-- DO THIS --
Please rewrite the listing below, changing every "even-odd rule" to "nonzero winding rule" and keeping everything else the same.

====

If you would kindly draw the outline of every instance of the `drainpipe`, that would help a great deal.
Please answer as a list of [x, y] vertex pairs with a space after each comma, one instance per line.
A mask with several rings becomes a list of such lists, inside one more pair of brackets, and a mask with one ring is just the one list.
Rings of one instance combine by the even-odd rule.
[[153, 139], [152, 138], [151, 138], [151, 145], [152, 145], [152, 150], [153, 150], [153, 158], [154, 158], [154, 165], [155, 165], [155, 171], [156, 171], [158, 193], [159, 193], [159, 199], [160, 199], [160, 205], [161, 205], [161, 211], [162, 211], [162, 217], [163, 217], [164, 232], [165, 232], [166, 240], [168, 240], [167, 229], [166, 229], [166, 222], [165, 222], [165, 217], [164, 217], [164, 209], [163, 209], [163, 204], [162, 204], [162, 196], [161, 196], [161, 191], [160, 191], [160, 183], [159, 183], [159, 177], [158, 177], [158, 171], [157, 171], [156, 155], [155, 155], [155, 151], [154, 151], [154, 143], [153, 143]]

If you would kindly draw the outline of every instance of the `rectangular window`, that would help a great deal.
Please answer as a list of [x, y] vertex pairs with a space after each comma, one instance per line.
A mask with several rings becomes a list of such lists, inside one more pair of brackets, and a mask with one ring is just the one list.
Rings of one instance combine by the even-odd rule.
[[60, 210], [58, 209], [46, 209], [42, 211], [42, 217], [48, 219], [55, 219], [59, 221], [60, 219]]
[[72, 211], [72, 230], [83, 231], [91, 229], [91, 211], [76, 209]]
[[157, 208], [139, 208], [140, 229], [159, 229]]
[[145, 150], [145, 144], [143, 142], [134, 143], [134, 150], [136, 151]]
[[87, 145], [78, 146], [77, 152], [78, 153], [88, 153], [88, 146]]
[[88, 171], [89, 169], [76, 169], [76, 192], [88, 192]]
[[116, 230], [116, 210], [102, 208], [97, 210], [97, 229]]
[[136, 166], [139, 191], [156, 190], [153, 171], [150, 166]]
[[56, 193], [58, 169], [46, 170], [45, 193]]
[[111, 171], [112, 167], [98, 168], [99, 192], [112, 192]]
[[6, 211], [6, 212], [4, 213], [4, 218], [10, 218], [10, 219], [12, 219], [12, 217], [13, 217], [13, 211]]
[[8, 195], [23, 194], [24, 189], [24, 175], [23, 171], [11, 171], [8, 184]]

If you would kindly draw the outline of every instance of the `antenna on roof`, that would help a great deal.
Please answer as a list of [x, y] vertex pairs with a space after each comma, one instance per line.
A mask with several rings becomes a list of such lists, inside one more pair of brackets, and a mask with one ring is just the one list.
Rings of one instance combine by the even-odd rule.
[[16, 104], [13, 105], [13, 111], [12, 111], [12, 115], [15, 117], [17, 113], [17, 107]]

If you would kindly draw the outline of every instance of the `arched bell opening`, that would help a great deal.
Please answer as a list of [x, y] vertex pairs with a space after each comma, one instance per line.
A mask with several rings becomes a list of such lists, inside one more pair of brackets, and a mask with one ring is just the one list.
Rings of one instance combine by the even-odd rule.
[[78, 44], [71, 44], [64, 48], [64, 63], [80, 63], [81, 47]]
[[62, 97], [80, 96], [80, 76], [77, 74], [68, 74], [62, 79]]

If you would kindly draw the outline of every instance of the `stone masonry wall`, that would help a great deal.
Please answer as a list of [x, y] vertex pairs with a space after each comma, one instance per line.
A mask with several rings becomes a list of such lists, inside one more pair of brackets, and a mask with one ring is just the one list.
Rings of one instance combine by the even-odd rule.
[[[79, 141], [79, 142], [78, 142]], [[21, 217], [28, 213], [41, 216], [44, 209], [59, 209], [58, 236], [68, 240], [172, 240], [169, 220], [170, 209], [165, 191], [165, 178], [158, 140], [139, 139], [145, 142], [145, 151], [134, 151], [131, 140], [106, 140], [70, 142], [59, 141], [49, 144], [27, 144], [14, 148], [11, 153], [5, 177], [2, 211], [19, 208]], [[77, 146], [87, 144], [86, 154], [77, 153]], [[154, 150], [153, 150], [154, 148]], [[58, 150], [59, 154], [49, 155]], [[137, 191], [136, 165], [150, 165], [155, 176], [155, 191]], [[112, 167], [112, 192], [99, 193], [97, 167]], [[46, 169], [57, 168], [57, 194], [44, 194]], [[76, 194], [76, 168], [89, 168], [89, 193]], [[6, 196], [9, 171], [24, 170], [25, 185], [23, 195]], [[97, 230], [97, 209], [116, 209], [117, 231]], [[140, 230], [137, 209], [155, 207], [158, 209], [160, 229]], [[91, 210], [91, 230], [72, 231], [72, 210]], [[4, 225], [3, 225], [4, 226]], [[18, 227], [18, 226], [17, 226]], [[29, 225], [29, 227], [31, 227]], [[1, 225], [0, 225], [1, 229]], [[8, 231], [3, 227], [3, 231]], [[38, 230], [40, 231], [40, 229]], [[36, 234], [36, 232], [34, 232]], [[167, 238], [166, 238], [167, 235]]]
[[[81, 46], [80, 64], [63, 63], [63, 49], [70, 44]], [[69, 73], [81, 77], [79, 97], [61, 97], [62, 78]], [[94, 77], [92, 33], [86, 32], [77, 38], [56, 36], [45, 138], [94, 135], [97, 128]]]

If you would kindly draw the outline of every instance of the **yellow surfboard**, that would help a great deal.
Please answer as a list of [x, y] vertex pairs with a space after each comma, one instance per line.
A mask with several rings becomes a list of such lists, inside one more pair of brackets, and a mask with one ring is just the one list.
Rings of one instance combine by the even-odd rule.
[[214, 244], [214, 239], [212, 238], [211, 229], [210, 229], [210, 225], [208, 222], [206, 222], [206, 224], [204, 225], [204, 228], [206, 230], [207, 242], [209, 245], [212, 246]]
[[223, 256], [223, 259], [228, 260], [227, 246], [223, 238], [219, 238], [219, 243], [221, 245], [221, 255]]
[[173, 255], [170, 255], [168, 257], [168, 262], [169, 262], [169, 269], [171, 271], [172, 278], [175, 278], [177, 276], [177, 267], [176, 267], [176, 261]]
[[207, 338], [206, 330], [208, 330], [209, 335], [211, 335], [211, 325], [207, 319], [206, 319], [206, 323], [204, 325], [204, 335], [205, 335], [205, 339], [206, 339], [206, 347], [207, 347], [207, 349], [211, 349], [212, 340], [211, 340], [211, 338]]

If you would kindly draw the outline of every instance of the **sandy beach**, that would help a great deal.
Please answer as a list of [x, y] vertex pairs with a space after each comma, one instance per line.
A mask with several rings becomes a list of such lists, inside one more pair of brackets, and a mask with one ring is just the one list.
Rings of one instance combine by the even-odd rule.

====

-- THE OUTPUT --
If you would kindly draw the outline of every instance of the `drainpipe`, that would help a great deal.
Please answer as a list of [x, y] vertex pairs with a space after each comma, one instance per line.
A mask with several rings becomes a list of such lists, inside one more pair of brackets, and a mask with one ring is just the one list.
Rings of one instance combine by the nonzero winding rule.
[[153, 139], [152, 138], [151, 138], [151, 145], [152, 145], [152, 150], [153, 150], [153, 158], [154, 158], [154, 165], [155, 165], [155, 171], [156, 171], [158, 193], [159, 193], [159, 199], [160, 199], [160, 205], [161, 205], [161, 211], [162, 211], [162, 217], [163, 217], [164, 232], [165, 232], [166, 240], [168, 240], [167, 229], [166, 229], [166, 222], [165, 222], [165, 217], [164, 217], [164, 209], [163, 209], [163, 204], [162, 204], [162, 196], [161, 196], [161, 191], [160, 191], [160, 183], [159, 183], [159, 177], [158, 177], [158, 171], [157, 171], [156, 155], [155, 155], [155, 151], [154, 151], [154, 143], [153, 143]]

If you would kindly draw the outline of every instance of the `rectangular window`, that would help a great deal.
Please answer as a list of [x, y] vertex pairs with a space after each comma, one instance per line.
A mask with several rings becomes a list of such lists, inside one more pair of brackets, and a mask with one ring is just the one list.
Rings of one instance combine by the nonzero winding rule.
[[60, 210], [58, 209], [46, 209], [42, 211], [42, 217], [48, 219], [55, 219], [59, 221], [60, 219]]
[[72, 211], [72, 230], [83, 231], [91, 229], [91, 211], [76, 209]]
[[157, 208], [139, 208], [140, 229], [159, 229]]
[[145, 150], [145, 144], [143, 142], [134, 143], [134, 150], [136, 151]]
[[87, 145], [78, 146], [77, 152], [78, 153], [88, 153], [88, 146]]
[[88, 171], [89, 169], [76, 169], [76, 192], [88, 192]]
[[116, 230], [116, 210], [102, 208], [97, 210], [97, 229]]
[[136, 166], [139, 191], [156, 190], [153, 171], [150, 166]]
[[56, 193], [58, 169], [46, 170], [45, 193]]
[[111, 171], [112, 167], [98, 168], [99, 192], [112, 192]]
[[6, 211], [6, 212], [4, 213], [4, 218], [10, 218], [10, 219], [12, 219], [12, 217], [13, 217], [13, 211]]
[[8, 195], [23, 194], [24, 189], [24, 175], [23, 171], [11, 171], [8, 184]]

If you would kindly draw the outline of every instance of the `antenna on roof`, that would help a great deal.
Please answer as a list of [x, y] vertex pairs with a space after each comma, one instance per line.
A mask with several rings becomes a list of such lists, inside one more pair of brackets, and a mask with one ring is just the one list.
Rings of one instance combine by the nonzero winding rule.
[[16, 104], [13, 105], [13, 111], [12, 111], [12, 115], [15, 117], [17, 113], [17, 107]]

If you would kindly draw the outline of every instance of the `arched bell opening`, that would help a great deal.
Please answer as a list of [x, y] vertex pairs with a space after each comma, one instance per line.
A mask with several rings becomes a list of such lists, inside one more pair of brackets, and a mask with one ring is just the one list.
Rings of one instance combine by the nonzero winding rule.
[[78, 44], [71, 44], [64, 48], [64, 63], [80, 63], [81, 47]]
[[62, 97], [80, 96], [80, 76], [77, 74], [68, 74], [62, 79]]

If you would kindly draw the outline of every instance of the `stone masonry wall`, that would help a great deal.
Please answer as a list of [x, y] vertex pairs with a space after each comma, one instance per line.
A mask with several rings becomes a list of such lists, inside one more pair of brackets, and a mask with one ring is just the one list.
Rings of one instance combine by the nonzero winding rule.
[[[79, 141], [79, 142], [78, 142]], [[21, 217], [28, 213], [41, 216], [44, 209], [59, 209], [58, 236], [68, 240], [172, 240], [169, 220], [170, 209], [165, 191], [165, 178], [158, 140], [139, 139], [145, 142], [145, 151], [134, 151], [131, 140], [106, 140], [70, 142], [59, 141], [49, 144], [27, 144], [14, 148], [11, 153], [5, 177], [2, 211], [19, 208]], [[77, 146], [87, 144], [86, 154], [77, 153]], [[154, 150], [153, 150], [154, 148]], [[58, 150], [59, 154], [49, 155]], [[137, 191], [136, 165], [150, 165], [155, 176], [155, 191]], [[112, 167], [112, 192], [99, 193], [97, 167]], [[46, 169], [57, 168], [57, 194], [44, 194]], [[76, 194], [76, 168], [89, 168], [89, 193]], [[6, 196], [9, 171], [24, 170], [25, 185], [23, 195]], [[97, 230], [97, 209], [116, 209], [117, 231]], [[140, 230], [137, 209], [155, 207], [158, 209], [160, 229]], [[91, 210], [91, 230], [72, 231], [72, 210]], [[4, 225], [3, 225], [4, 226]], [[18, 227], [18, 226], [17, 226]], [[29, 225], [29, 227], [31, 227]], [[1, 225], [0, 225], [1, 229]], [[8, 231], [3, 227], [3, 231]], [[38, 230], [40, 231], [40, 229]], [[36, 234], [36, 232], [34, 232]], [[167, 238], [166, 238], [167, 235]]]
[[[81, 46], [80, 64], [63, 63], [63, 49], [70, 44]], [[69, 73], [81, 77], [79, 97], [61, 97], [62, 78]], [[94, 77], [92, 33], [86, 32], [77, 38], [56, 36], [45, 138], [94, 135], [97, 128]]]

If you would kindly draw the outline of every instance of the **yellow surfboard**, that would help a great deal.
Please answer as a list of [x, y] vertex pairs with a space after each comma, one instance per line.
A mask with several rings becomes a list of such lists, inside one more pair of brackets, and a mask with one ring is just the one list.
Rings of one instance combine by the nonzero winding rule.
[[214, 244], [214, 239], [212, 238], [211, 229], [210, 229], [210, 225], [208, 222], [206, 222], [206, 224], [204, 225], [204, 228], [206, 230], [207, 242], [209, 245], [212, 246]]
[[223, 256], [223, 259], [228, 260], [227, 246], [223, 238], [219, 238], [219, 243], [221, 245], [221, 255]]
[[173, 255], [170, 255], [168, 257], [168, 262], [169, 262], [169, 269], [171, 271], [172, 278], [175, 278], [177, 276], [177, 267], [176, 267], [176, 261]]
[[207, 338], [206, 330], [208, 330], [209, 335], [211, 335], [211, 325], [207, 319], [206, 319], [206, 323], [204, 325], [204, 335], [205, 335], [205, 339], [206, 339], [206, 347], [207, 347], [207, 349], [211, 349], [212, 340], [211, 340], [211, 338]]

If you would kindly draw the outline of every instance of the **sandy beach**, that would help a great deal.
Please answer as a list of [x, y] vertex pairs with a space after each comma, one instance per line.
A mask with several rings becomes a list of such lists, inside one more pair of brackets, and a mask with one ring is just the one list.
Rings of one instance combine by the nonzero winding rule.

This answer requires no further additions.